▶ _REQUIRED WORK_:
(a) Decide whether each statement agrees with the passage on the half-duplex session phases: (i) by default, 800 ms of sustained silence ends a speech segment; (ii) the client keeps sending audio_chunk messages while playing back the model's audio; (iii) the session times out after 120 seconds without audio by default. For each, answer yes or no and quote the passage's deciding words.
(b) Go on with the passage on the half-duplex session phases, starting right after its final sentence.

▶ _SUPPLIED PASSAGE_:
++++++++++

Phase 3 — Listening Loop: Client begins sending audio_chunk messages continuously (every 0.5 seconds, float32 PCM 16kHz). The server feeds each chunk into StreamingVAD. When speech is detected, the server sends vad_state: {speaking: true}. The client should display a "listening" indicator.

Cold start guard: For the first 0.5 seconds after prepared, all VAD results are ignored to filter out microphone initialization noise.

Phase 4 — Speech End & Generation: When VAD detects sustained silence (configurable via min_silence_duration_ms, default 800ms), the accumulated speech segment is finalized. The server sends vad_state: {speaking: false} followed immediately by generating with speech_duration_ms. The speech segment is encoded as audio content and prefilled into KV Cache, then streaming generation begins. Each generated token produces a chunk message with text_delta and audio_data.

Phase 5 — Turn Completion: When generation finishes, the server sends turn_done with the turn_index (0-based counter) and the full text of this turn. The client should play back all received audio. During playback, the client must stop sending audio_chunk to prevent echo feedback (the model would otherwise hear its own voice). After playback completes, the client waits an additional ~800ms buffer, then resumes sending audio_chunk to start the next turn.

Phase 6 — Termination: The session ends in one of three ways: - Client stop: Client sends stop. Server sends stopped and releases the GPU. - Timeout: If no audio_chunk is received for timeout_s seconds (default 180), the server sends timeout with elapsed_s and releases the GPU. - External stop: An HTTP POST /api/half_duplex/stop with the session_id forces generation to stop mid-turn.

++++++++++

▶ _DATASET EXTRACT_:
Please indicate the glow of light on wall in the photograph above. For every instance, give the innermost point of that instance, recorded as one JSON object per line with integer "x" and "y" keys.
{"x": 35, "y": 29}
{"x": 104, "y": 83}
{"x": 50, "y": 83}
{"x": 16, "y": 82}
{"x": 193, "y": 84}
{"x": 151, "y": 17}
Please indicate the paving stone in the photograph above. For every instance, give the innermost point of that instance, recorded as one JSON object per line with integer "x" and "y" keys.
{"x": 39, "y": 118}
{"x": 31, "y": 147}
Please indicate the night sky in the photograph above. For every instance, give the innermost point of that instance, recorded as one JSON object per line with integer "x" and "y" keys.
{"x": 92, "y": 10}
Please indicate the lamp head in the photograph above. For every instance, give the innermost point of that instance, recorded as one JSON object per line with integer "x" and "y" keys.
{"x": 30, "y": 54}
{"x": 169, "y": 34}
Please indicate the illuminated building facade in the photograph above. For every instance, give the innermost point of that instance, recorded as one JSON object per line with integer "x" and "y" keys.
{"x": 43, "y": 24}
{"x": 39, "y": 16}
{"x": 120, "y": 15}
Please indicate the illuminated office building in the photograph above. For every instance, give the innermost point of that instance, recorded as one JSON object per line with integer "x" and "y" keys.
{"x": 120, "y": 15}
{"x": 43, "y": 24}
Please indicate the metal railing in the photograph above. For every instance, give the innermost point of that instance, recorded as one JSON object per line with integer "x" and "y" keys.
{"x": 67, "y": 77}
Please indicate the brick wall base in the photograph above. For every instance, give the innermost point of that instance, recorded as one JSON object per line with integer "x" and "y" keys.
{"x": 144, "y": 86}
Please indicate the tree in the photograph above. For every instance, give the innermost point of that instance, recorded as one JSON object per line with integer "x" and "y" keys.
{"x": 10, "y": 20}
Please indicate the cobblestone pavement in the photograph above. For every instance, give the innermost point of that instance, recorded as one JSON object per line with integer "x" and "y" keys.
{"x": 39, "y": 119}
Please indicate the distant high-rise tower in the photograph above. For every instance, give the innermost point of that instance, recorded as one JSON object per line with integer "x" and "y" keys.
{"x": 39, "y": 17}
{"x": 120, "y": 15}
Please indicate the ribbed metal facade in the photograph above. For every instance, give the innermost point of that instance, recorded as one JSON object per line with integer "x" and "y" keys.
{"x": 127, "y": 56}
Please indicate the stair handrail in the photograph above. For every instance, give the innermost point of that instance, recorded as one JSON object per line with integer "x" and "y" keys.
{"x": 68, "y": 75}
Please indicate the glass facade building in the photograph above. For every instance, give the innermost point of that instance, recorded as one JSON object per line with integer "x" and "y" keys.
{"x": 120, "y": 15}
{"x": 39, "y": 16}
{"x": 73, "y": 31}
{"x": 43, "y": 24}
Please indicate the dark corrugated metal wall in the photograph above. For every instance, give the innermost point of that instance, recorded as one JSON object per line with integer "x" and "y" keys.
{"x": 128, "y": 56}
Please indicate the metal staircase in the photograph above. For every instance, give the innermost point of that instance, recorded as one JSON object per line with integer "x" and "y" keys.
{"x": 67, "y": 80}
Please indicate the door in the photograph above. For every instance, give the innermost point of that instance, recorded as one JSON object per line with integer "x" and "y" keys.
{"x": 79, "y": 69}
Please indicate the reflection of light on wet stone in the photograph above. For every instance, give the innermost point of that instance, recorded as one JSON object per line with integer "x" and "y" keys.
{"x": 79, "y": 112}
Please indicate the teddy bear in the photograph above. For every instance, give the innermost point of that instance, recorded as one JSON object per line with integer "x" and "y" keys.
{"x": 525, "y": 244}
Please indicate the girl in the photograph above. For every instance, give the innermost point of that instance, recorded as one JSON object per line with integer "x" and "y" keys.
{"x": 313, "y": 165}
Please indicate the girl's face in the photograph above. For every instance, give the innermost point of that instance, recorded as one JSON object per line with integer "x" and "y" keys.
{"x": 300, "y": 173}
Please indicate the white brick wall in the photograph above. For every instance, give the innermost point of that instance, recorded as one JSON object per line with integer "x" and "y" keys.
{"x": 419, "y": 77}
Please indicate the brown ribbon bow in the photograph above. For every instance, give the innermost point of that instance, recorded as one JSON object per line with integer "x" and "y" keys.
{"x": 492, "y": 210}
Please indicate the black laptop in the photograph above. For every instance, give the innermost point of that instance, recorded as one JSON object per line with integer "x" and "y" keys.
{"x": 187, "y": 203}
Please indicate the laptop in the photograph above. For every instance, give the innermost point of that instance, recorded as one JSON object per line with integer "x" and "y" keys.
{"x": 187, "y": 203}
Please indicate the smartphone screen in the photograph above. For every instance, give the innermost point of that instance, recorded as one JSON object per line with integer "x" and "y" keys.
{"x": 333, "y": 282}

++++++++++

▶ _THE RESULTS_:
(a)
(i) Yes: "configurable via min_silence_duration_ms, default 800ms"
(ii) No: "During playback, the client must stop sending audio_chunk to prevent echo feedback"
(iii) No: "If no audio_chunk is received for timeout_s seconds (default 180)"

(b)
After termination, the session recording is finalized and available for playback.

WebSocket — wss://host/ws/half_duplex/{session_id}

Client → Server

Message Type Key Fields Description
prepare system_prompt, config, ref_audio_base64, system_content Initialize session; must be the first message after queue_done
audio_chunk audio_base64 Send microphone audio (float32 PCM 16kHz, ~0.5s per chunk). Must be sent continuously during listening phase. Must stop during AI audio playback to prevent echo
stop Gracefully stop the session and release GPU

prepare example:

{
  "type": "prepare",
  "system_prompt": "You are a helpful assistant.",
  "config": {
    "vad": {
      "threshold": 0.8,
      "min_speech_duration_ms": 128,
      "min_silence_duration_ms": 800,
      "speech_pad_ms": 30
    },
    "generation": {
      "max_new_tokens": 256,
      "length_penalty": 1.1,
      "temperature": 0.7
    },
    "tts": {
      "enabled": true
    },
    "session": {
      "timeout_s": 180
    }
  },
  "ref_audio_base64": "<base64 reference audio>"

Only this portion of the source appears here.